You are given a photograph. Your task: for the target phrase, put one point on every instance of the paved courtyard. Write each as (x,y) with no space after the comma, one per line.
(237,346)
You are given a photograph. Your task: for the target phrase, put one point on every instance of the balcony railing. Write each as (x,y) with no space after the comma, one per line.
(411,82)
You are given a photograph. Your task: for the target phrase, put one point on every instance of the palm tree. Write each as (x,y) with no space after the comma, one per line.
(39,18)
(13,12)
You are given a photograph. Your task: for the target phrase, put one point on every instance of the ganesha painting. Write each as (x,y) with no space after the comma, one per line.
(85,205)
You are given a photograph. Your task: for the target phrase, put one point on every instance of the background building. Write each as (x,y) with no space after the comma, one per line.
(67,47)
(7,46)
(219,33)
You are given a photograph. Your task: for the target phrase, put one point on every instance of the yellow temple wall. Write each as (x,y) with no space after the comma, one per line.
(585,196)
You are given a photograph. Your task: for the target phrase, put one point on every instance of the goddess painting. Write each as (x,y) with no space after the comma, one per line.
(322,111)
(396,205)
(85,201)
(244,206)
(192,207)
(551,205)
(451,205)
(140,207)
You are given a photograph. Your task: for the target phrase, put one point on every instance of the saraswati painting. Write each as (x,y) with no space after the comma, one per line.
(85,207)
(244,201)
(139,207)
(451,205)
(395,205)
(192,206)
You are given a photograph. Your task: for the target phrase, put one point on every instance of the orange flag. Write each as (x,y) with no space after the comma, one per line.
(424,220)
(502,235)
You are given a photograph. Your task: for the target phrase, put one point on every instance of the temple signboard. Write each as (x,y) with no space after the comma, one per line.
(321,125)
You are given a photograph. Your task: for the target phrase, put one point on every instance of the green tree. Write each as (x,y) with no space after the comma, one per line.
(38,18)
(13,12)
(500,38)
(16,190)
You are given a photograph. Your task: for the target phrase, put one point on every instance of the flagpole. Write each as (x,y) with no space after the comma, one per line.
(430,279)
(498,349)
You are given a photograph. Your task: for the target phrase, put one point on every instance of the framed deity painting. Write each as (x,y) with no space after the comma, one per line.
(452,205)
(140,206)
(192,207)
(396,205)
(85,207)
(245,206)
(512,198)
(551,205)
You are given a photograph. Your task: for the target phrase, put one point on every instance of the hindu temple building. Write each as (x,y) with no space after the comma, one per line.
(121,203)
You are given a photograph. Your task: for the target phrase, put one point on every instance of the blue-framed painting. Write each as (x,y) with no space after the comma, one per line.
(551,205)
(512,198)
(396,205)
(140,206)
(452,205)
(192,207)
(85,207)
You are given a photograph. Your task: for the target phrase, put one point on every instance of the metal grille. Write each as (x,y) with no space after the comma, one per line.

__ASSIGNMENT__:
Reproduce the entries above in full and exactly.

__EXERCISE RESULT__:
You are given a photograph. Your task: for the target phrase, put one point on every instance of the paved courtyard. Write each as (x,y) with no space after the comma, one per line.
(237,346)
You are given a photograph. Your task: for the target phrase, put one point on every instance of the balcony railing. Write each as (x,y) with no space after the comma, one per line.
(411,82)
You are given a photograph. Your task: for the target phrase, put one point on every instance of the palm tree. Write each as (x,y) with no space after the comma, one per line.
(39,18)
(13,12)
You are given a photograph. Your task: for the target phrase, put one point on every instance of the ganesha painting. Write each as (x,y) with no space after the comma, one per line.
(85,205)
You are given a photograph. Your task: for the target phrase, put one point on every instance of the background building. Write each as (x,y) with no space after the comma, one per line.
(67,47)
(7,46)
(219,33)
You are given a photograph. Your task: for the target phrase, put one point on every instance of the yellow temple wall. Write each as (x,y) with no space after the comma, one per line.
(585,196)
You are given a photograph. Your task: for the target phrase, put one point on every instance of the goddess painting. Write each as (x,y) with no space after the comma, one per line.
(322,111)
(396,205)
(85,201)
(244,206)
(192,207)
(551,205)
(451,205)
(140,207)
You are given a photograph. Your task: for the target phrase, put one point on every instance of the saraswati painting. Write each as (x,y) with no space after the comma, one per line.
(85,207)
(244,201)
(139,207)
(451,205)
(395,205)
(192,206)
You are given a photograph. Your task: for the target phrase, put one point on every instance of the orange flag. Write each as (x,y) with no space after the comma, one per line.
(424,220)
(502,235)
You are given a photograph. Your task: for the target phrase, put one point on every instance of the temple signboard. Write each as (x,y) with no space after the comma, one per line.
(321,125)
You are given a photograph. Your task: for the target phrase, put one point on every instance of the green tree. Write each as (x,y) with no space after the comma, one per line.
(38,18)
(13,12)
(500,38)
(16,190)
You are given a photograph. Your task: for the target phrase, put one point on every instance of the flagpole. Write each as (x,y) with no space after the comma, one per line.
(430,279)
(498,349)
You are given a photograph. Your task: for the target phrase, put one point on every instance of the framed deity painting. Write each as (x,y) with no space after the comma, one per line.
(452,205)
(140,206)
(192,207)
(396,205)
(85,207)
(245,206)
(512,198)
(551,205)
You are given a photograph. Your task: for the target phrase, put one point on every instance of the hindu temple building. Write each as (x,y) with no space after the comma, one per line.
(121,203)
You are given a photograph. Your task: for the target phrase, put one point on every instance of the blue-framed painting. Write each as (x,y) with no space after the comma, one per line.
(551,205)
(512,198)
(396,205)
(140,206)
(452,205)
(192,207)
(85,207)
You are given a photograph. Your task: for the target phrase, put one point on every instance of the metal grille. Write each as (x,y) with no space after the comma, one per line.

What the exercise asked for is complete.